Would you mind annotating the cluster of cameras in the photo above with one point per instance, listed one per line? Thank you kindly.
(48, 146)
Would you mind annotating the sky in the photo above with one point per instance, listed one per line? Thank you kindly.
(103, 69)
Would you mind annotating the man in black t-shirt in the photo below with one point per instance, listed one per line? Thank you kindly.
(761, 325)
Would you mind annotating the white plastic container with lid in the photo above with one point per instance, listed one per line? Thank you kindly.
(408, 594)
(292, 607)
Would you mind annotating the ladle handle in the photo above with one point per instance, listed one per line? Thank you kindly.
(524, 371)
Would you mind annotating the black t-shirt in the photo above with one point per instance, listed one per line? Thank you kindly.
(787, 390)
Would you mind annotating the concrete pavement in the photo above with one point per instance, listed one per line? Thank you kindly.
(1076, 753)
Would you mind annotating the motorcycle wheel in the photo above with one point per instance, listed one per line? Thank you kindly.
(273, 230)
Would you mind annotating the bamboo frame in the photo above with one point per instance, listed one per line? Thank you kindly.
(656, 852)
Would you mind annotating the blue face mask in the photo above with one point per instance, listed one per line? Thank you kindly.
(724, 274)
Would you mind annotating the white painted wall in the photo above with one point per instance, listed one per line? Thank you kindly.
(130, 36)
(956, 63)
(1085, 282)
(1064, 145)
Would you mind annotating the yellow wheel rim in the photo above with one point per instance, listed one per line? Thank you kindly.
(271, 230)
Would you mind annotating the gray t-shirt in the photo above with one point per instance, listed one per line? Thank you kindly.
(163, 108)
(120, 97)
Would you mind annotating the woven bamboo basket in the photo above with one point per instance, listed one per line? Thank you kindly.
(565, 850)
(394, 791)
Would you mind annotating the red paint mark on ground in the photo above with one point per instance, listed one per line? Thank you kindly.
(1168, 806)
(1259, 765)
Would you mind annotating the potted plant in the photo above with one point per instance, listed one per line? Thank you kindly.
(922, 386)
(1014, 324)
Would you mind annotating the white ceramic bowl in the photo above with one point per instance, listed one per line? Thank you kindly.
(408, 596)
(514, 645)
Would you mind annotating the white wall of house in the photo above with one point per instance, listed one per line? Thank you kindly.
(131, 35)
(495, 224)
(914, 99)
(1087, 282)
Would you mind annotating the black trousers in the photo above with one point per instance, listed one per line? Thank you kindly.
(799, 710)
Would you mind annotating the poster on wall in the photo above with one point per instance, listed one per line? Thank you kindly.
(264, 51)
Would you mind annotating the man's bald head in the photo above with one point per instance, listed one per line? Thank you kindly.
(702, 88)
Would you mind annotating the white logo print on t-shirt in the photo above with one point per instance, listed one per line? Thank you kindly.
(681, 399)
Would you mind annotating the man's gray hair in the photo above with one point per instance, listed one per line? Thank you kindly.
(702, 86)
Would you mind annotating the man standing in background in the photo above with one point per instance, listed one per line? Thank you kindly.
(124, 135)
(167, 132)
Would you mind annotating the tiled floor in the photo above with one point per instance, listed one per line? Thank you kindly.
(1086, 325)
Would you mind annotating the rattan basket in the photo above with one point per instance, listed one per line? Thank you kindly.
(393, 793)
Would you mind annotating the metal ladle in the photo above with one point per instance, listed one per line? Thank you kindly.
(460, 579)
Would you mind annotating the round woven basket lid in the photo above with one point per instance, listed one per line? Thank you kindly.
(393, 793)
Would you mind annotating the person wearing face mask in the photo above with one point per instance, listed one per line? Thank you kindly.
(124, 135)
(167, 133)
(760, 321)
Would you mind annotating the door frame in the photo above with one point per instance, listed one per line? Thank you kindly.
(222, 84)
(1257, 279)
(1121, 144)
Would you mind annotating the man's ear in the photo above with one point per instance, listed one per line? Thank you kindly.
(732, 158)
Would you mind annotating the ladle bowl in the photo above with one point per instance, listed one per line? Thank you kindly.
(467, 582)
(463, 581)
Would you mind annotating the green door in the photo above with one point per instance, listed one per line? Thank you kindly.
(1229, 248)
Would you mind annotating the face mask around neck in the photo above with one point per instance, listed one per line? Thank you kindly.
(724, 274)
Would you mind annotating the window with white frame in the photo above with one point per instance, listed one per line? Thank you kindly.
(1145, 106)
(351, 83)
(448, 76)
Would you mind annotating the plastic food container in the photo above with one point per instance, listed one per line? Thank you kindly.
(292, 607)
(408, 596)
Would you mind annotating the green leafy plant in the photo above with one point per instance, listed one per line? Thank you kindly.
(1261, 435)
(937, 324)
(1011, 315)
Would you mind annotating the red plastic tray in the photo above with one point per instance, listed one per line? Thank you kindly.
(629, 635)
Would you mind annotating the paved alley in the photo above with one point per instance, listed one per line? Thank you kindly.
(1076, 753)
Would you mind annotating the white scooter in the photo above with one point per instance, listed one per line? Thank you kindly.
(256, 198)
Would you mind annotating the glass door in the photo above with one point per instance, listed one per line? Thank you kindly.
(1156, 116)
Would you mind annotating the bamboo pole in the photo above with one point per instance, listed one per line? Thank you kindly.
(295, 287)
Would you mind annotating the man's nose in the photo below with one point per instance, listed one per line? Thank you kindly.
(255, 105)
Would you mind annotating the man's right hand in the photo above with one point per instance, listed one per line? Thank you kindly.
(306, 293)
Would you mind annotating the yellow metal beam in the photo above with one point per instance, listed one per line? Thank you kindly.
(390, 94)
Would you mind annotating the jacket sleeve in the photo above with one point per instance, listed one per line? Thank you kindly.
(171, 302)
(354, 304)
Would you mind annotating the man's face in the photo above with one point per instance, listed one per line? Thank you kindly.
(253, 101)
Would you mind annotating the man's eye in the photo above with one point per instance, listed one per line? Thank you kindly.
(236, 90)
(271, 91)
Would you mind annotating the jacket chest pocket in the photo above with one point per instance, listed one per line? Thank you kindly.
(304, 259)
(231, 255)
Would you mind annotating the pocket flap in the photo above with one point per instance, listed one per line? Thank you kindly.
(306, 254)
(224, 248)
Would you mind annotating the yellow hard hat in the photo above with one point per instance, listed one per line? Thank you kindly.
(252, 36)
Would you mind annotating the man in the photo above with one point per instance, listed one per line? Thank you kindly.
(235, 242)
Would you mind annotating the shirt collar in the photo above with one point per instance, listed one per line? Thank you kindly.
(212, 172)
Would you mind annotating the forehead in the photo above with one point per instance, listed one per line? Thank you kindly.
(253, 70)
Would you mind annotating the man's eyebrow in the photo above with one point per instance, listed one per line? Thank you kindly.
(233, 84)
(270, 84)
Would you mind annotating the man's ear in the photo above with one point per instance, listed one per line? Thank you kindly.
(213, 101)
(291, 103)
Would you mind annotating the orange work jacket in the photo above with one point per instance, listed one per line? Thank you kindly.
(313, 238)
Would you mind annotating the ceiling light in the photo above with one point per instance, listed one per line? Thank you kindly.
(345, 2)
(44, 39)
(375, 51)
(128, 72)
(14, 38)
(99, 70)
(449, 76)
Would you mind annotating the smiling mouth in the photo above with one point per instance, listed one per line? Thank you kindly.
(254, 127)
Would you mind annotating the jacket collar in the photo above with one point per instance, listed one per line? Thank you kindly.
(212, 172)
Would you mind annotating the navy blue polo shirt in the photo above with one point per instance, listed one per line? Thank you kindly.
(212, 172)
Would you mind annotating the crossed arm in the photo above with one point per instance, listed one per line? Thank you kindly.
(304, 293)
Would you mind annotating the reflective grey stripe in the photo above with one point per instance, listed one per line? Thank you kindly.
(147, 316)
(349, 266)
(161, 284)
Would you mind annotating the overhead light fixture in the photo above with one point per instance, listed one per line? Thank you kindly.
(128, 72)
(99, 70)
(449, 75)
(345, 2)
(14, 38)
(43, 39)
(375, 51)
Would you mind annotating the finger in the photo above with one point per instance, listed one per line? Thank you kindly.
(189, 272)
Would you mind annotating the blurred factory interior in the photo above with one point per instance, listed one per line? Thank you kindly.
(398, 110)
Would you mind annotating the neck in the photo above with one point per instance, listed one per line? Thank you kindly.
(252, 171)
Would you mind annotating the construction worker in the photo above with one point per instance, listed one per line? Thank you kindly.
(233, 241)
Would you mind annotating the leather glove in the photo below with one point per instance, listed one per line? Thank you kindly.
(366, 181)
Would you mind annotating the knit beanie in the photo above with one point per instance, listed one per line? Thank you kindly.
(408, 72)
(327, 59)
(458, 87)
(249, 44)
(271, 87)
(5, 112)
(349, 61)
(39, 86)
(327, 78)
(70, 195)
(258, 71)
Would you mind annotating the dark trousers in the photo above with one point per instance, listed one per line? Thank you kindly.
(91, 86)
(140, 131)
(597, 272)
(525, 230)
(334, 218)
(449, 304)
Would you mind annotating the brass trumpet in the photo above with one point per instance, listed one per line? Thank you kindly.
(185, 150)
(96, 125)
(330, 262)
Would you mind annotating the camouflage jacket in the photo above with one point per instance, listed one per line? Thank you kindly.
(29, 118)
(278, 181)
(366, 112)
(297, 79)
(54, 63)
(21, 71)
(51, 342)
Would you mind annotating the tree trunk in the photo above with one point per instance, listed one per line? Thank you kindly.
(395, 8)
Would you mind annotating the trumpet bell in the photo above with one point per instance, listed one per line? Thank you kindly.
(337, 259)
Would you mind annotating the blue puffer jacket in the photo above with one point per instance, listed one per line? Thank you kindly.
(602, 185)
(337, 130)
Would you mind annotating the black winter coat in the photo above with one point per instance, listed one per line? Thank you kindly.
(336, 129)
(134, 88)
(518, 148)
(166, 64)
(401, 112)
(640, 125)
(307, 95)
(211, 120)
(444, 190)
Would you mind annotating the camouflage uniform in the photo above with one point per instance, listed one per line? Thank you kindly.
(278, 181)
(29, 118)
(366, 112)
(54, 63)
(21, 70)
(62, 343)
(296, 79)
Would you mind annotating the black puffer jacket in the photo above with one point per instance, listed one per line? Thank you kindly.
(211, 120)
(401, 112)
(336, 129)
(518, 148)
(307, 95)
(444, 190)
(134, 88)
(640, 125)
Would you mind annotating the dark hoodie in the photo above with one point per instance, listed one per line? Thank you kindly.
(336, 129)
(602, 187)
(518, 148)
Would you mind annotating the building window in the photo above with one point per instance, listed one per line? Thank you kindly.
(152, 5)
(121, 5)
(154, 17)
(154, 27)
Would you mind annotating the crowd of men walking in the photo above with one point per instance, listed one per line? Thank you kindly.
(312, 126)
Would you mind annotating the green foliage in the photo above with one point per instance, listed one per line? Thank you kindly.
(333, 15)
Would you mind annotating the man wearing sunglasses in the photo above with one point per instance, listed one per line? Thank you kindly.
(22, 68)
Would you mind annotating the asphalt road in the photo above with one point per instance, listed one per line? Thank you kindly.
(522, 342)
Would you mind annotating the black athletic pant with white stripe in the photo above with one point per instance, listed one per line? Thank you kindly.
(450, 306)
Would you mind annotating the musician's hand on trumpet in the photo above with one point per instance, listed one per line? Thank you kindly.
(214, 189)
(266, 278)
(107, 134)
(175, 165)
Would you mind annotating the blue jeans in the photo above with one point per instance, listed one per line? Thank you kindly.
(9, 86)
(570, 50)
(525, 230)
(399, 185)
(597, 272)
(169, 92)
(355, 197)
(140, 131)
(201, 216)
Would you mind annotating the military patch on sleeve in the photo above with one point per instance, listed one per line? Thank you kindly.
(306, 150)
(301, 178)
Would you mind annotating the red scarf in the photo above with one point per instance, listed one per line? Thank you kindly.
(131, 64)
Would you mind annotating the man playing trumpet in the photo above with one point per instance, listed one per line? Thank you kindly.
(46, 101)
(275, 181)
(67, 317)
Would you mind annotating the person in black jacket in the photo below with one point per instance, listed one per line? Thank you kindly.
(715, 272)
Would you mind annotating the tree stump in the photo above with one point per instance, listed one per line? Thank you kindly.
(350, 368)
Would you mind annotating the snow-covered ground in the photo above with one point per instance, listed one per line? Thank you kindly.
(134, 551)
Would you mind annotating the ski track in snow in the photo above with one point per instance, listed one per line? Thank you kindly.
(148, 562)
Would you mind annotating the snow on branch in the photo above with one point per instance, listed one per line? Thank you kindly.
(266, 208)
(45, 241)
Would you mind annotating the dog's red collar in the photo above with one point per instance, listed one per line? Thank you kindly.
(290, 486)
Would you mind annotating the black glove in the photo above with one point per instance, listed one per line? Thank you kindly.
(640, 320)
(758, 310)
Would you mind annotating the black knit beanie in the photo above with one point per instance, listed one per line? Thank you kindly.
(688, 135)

What the task asks: Begin with the line that contains "Would you mind annotating the blue jeans" and set down each line exactly until the records above end, including the final line.

Final answer:
Would you mind annotating the blue jeans in the photo above with one point per instance, listed one per line? Thank you kindly.
(9, 86)
(570, 50)
(525, 230)
(399, 185)
(597, 272)
(169, 92)
(355, 197)
(140, 131)
(201, 216)
Would you mind annotating the military patch on sleeve in the photo above with one point per instance, listed one per line? Thank you kindly.
(306, 150)
(301, 178)
Would you mind annotating the red scarf in the photo above with one point per instance, listed one per line? Thank you kindly.
(131, 64)
Would you mind annotating the man playing trumpet in the photo above with one point per instance, listed one per line? Thank you kindly.
(46, 101)
(275, 181)
(67, 317)
Would you mind annotating the person in black jacket in the photo below with one point per instance, listed one per line? Thank you kindly.
(715, 272)
Would you mind annotating the tree stump in the photo above with one point per instance, listed one per line? Thank you kindly.
(350, 368)
Would you mind annotating the snow-covered ground in the photo above with one point per instance, listed one per line? Thank you kindly.
(134, 551)
Would you mind annotating the ski track in snow in the photo above with one point per instance, listed one per line? Thank you kindly.
(148, 562)
Would you mind annotating the snow on branch in the photo above with one point per instance, listed one per line? Thank you kindly.
(266, 208)
(45, 241)
Would you mind annotating the dog's red collar in the photo above with one point per instance, listed one per line? Thank you kindly.
(290, 486)
Would you mind annotating the black glove in the photo above with one point per instance, listed one per line? Thank you kindly.
(640, 320)
(758, 310)
Would you mind annotating the black knit beanie in the photo above with one point per instance, listed one per line? Thank you kindly.
(688, 135)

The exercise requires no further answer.